▸ Quoted text
- - -

This material change report contains forward-looking information within the meaning of applicable securities laws. All statements that are not historical facts, including without limitation, statements regarding future estimates, plans, programs, forecasts, projections, objectives, assumptions, expectations or beliefs of future performance, statements regarding the ability of the Company to close the Offering, the anticipated terms of the Offering, the anticipated use of proceeds from the Offering, and the proposed timing of the Offering are "forward-looking statements". Forward-looking information can be identified by the use of words such as “will” or “believe” or variations of such words or statements that certain actions, events or results “will” be taken, occur or be achieved. Readers are cautioned not to place undue reliance on forward-looking statements, as there can be no assurance that the plans, intentions or expectations upon which they are based will occur. By their nature, forward-looking statements involve numerous assumptions, known and unknown risks and uncertainties, both general and specific, that contribute to the possibility that the predictions, estimates, forecasts, projections and other forward-looking statements will not occur. These assumptions, risks and uncertainties include, among other things, the state of the economy in general and capital markets in particular, and other factors, many of which are beyond the control of BIGG. Forward-looking statements contained in this material change report are expressly qualified by this cautionary statement. Undue reliance should not be placed on the forward-looking information because BIGG can give no assurance that they will prove to be correct. Important factors that could cause actual results to differ materially from BIGG’s expectations include, consumer sentiment towards BIGG’s products and Blockchain technology generally, technology failures, competition, and failure of counterparties to perform their contractual obligations.

The forward-looking statements contained in this material change report are made as of the date of this material change report. Except as required by law, BIGG disclaims any intention and assumes no obligation to update or revise any forward-looking statements, whether as a result of new information, future events or otherwise. Additionally, BIGG undertakes no obligation to comment on the expectations of, or statements made by, third parties in respect of the matters discussed above.

- - -

▸ Provided material

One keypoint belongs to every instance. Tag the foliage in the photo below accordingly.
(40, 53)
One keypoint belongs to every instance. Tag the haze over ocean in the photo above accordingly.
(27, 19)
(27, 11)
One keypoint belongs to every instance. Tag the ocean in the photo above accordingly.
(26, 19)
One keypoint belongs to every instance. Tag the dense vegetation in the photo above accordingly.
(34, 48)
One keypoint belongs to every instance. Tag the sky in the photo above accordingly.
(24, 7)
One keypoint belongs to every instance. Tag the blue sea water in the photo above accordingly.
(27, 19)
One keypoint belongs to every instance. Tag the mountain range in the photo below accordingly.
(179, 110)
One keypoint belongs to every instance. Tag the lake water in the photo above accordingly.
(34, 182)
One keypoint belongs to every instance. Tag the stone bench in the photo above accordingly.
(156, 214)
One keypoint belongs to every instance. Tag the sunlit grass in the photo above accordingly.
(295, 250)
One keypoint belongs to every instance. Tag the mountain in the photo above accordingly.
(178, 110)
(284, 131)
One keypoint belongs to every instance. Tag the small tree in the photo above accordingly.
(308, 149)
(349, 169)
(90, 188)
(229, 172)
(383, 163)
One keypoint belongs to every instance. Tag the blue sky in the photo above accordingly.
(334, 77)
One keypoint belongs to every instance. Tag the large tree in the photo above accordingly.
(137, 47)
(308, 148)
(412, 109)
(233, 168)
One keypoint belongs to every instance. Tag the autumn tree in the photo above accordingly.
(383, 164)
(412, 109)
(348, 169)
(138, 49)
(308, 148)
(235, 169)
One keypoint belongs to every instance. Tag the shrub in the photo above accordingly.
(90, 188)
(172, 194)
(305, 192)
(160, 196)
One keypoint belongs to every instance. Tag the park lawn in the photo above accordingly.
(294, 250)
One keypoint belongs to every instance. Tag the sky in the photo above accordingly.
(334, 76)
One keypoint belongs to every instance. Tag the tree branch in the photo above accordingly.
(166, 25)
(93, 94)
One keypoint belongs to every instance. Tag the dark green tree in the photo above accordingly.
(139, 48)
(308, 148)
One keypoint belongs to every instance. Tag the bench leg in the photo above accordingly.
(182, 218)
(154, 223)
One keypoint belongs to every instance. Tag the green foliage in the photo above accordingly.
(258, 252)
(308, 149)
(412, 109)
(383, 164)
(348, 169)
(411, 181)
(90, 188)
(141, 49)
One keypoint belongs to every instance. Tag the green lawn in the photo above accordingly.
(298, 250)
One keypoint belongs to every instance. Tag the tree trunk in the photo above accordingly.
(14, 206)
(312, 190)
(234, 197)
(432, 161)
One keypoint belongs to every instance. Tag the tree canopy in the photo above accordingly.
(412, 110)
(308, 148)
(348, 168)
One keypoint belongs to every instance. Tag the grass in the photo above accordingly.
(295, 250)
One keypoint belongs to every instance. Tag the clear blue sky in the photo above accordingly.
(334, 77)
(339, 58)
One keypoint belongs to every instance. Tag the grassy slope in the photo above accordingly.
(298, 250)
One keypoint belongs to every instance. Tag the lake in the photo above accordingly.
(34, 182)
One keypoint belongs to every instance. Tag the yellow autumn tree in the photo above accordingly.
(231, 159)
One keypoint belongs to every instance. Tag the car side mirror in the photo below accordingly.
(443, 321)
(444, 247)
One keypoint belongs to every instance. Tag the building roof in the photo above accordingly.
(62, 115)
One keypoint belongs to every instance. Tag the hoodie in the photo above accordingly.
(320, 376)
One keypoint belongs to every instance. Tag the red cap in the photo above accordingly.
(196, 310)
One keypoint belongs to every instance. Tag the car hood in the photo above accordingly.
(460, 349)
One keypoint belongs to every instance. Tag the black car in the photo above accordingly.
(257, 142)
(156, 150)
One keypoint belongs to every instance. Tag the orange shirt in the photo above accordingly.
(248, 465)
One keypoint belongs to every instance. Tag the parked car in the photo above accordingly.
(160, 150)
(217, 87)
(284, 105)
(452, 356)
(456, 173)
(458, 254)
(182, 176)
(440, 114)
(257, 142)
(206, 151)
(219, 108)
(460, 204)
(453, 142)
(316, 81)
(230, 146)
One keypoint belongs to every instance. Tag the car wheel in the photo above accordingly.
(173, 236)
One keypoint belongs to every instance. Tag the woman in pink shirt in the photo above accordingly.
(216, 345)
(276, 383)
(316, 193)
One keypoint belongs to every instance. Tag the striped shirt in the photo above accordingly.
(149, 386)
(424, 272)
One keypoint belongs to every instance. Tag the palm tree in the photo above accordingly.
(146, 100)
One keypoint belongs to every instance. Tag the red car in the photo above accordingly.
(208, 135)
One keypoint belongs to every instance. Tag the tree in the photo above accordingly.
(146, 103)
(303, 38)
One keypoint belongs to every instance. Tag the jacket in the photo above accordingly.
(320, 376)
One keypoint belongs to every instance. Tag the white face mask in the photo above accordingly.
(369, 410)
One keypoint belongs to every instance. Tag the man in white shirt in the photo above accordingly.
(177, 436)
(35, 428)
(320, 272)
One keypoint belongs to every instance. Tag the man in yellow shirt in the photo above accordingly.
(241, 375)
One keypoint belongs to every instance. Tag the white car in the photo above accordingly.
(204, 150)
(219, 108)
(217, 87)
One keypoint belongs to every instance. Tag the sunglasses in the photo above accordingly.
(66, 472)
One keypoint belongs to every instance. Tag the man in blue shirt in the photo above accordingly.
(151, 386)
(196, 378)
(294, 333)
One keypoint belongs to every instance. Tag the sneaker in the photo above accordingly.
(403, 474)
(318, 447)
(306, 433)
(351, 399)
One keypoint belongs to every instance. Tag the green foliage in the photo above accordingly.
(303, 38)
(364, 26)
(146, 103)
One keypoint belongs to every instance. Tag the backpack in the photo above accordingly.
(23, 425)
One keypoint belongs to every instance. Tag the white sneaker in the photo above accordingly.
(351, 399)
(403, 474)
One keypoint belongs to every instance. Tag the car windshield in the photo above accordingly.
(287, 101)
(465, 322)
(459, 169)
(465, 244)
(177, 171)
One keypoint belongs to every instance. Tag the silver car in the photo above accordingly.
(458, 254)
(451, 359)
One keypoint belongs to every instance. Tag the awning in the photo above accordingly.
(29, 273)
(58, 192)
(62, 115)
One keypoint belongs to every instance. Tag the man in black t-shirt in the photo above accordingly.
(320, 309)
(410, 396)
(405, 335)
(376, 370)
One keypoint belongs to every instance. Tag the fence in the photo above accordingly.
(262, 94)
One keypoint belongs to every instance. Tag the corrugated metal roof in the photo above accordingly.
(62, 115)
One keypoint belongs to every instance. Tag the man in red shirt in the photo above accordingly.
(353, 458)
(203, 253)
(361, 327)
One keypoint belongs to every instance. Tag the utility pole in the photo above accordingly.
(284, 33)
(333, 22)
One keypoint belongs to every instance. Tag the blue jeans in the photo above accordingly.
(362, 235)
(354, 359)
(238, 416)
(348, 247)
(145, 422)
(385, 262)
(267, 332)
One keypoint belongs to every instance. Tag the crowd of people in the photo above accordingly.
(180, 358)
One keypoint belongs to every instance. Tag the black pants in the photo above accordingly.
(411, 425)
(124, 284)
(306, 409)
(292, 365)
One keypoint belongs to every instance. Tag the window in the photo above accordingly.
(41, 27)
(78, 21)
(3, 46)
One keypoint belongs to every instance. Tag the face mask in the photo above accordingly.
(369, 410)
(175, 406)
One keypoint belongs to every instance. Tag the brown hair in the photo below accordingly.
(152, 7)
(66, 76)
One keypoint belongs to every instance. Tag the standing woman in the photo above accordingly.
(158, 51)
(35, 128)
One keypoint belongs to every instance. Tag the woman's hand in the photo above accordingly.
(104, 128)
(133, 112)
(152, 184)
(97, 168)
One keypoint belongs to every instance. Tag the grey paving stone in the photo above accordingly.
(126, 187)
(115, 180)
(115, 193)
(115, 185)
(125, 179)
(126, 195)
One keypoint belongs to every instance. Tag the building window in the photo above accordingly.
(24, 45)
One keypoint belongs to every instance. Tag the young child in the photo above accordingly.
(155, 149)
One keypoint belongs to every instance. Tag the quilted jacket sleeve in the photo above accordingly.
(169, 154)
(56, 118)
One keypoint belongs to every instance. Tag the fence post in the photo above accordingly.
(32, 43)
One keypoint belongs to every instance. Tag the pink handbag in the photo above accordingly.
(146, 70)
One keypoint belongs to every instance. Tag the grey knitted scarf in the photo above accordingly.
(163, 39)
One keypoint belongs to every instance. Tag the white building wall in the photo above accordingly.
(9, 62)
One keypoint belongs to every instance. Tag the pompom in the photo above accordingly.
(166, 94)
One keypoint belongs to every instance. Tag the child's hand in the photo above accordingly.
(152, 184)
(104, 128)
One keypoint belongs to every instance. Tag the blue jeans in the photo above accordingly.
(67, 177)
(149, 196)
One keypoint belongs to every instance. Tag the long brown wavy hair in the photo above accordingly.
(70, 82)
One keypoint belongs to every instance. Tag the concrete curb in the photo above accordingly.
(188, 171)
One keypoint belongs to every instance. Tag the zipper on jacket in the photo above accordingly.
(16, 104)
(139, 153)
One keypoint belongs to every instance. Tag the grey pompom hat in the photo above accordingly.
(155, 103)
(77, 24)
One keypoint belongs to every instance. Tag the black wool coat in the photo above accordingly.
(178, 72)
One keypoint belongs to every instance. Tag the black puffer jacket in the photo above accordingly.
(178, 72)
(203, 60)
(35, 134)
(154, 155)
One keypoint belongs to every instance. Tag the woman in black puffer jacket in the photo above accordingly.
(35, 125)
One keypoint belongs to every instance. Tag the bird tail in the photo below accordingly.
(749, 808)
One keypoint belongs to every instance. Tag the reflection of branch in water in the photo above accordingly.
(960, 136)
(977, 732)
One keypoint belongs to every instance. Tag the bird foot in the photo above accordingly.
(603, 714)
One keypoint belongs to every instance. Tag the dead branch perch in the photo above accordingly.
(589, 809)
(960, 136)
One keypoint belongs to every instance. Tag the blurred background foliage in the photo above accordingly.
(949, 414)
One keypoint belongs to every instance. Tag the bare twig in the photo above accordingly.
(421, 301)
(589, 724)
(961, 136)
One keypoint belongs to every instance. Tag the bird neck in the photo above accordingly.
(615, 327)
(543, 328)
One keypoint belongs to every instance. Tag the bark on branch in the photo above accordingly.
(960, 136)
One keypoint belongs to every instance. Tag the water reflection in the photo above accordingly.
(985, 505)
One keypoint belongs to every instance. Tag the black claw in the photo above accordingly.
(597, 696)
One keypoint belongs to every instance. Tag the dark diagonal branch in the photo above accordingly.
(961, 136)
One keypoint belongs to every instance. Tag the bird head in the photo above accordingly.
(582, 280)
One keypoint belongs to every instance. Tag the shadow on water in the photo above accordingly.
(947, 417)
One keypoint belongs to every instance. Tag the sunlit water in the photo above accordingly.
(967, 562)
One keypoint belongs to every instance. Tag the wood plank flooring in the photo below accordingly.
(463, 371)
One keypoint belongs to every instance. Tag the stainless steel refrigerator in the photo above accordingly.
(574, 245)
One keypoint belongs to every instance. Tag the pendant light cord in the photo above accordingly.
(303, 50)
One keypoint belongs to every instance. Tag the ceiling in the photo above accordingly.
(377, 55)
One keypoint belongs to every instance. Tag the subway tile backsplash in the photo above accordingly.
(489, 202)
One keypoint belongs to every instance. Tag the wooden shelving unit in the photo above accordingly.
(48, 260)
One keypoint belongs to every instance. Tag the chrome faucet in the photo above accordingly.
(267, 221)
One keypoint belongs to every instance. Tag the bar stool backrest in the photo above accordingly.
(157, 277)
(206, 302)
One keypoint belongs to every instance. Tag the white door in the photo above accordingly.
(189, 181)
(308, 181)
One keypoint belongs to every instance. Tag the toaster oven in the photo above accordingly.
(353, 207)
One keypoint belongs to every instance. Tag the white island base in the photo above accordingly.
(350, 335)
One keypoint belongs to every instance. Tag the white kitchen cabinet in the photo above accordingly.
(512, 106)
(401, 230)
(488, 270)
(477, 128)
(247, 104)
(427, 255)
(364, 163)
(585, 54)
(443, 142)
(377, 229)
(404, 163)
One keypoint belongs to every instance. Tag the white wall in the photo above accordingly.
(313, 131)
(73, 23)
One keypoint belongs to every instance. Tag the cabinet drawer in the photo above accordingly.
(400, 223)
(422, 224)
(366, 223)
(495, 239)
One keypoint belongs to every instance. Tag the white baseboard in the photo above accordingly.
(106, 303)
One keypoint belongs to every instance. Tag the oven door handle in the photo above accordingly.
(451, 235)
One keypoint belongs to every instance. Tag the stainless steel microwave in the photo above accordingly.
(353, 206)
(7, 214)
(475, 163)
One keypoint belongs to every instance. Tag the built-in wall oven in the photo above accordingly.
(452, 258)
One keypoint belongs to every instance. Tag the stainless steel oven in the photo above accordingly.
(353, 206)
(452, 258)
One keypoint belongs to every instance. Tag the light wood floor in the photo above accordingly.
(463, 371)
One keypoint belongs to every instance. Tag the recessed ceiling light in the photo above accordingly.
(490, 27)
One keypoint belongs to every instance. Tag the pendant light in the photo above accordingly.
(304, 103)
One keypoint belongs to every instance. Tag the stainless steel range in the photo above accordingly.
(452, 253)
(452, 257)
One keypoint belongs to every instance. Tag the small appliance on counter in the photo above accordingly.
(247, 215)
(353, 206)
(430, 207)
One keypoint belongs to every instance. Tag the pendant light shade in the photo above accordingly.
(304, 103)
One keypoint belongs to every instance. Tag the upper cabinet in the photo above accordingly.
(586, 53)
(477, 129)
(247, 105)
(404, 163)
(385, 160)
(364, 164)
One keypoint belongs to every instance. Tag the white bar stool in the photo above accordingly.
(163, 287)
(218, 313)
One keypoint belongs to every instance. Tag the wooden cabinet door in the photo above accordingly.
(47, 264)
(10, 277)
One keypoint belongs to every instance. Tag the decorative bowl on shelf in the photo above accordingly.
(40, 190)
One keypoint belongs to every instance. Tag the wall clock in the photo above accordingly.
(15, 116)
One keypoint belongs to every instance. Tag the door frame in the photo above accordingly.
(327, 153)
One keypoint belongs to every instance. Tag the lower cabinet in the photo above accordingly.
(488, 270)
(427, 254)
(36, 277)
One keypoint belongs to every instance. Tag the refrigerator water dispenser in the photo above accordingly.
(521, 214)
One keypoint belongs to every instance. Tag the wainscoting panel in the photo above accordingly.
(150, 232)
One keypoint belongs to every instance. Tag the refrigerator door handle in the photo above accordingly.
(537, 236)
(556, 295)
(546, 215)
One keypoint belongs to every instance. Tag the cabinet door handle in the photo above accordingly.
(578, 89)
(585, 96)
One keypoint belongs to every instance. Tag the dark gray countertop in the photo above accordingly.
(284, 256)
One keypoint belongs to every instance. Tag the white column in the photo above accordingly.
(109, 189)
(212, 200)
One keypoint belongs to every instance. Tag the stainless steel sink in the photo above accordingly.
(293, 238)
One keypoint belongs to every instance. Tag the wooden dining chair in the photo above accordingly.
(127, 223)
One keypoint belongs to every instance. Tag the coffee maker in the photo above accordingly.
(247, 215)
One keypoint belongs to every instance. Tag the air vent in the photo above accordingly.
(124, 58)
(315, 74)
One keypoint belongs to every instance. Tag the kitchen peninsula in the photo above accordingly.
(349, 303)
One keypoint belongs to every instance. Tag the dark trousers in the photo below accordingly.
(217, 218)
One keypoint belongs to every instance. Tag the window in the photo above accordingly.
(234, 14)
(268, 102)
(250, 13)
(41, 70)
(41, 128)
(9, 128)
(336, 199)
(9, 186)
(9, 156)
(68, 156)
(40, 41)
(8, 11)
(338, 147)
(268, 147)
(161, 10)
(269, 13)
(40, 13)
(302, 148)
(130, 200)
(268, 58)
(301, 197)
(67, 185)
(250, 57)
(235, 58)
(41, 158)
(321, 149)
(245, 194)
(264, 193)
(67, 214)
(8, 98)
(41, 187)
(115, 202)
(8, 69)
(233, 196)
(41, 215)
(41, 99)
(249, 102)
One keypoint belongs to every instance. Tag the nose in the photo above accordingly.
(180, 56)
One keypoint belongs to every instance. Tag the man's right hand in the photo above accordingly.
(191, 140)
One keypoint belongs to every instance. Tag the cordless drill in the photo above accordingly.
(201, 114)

- - -

▸ Written problem
Rewrite the disclaimer text from "The forward-looking statements" to "matters discussed above.", putting "the Company" in place of "BIGG". The lines have no connection to the text.

▸ Written reply
The forward-looking statements contained in this material change report are made as of the date of this material change report. Except as required by law, the Company disclaims any intention and assumes no obligation to update or revise any forward-looking statements, whether as a result of new information, future events or otherwise. Additionally, the Company undertakes no obligation to comment on the expectations of, or statements made by, third parties in respect of the matters discussed above.